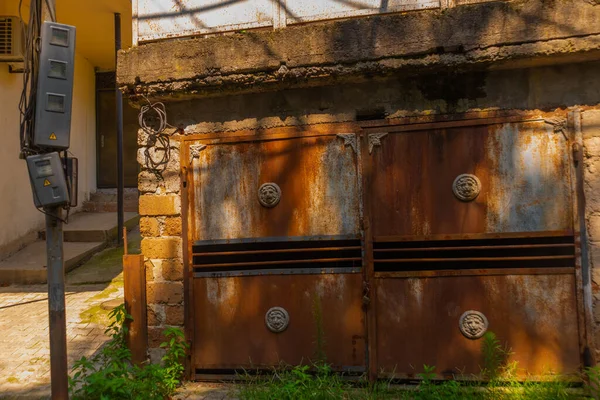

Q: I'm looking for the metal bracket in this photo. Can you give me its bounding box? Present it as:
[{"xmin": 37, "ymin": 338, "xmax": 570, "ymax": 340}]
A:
[
  {"xmin": 190, "ymin": 144, "xmax": 206, "ymax": 164},
  {"xmin": 369, "ymin": 132, "xmax": 387, "ymax": 154},
  {"xmin": 544, "ymin": 117, "xmax": 569, "ymax": 140},
  {"xmin": 336, "ymin": 133, "xmax": 358, "ymax": 154}
]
+ + + + +
> [Goal] Reproduce every record with "metal bracket" replaced by "steel bracket" and everything else unchanged, leaving out the pictures.

> [Reply to the task]
Q: I'm looking for the steel bracket in this photo. Can you give me its bounding box? Present it as:
[{"xmin": 37, "ymin": 338, "xmax": 570, "ymax": 340}]
A:
[
  {"xmin": 190, "ymin": 144, "xmax": 206, "ymax": 164},
  {"xmin": 369, "ymin": 132, "xmax": 387, "ymax": 154},
  {"xmin": 544, "ymin": 117, "xmax": 569, "ymax": 140},
  {"xmin": 336, "ymin": 133, "xmax": 358, "ymax": 154}
]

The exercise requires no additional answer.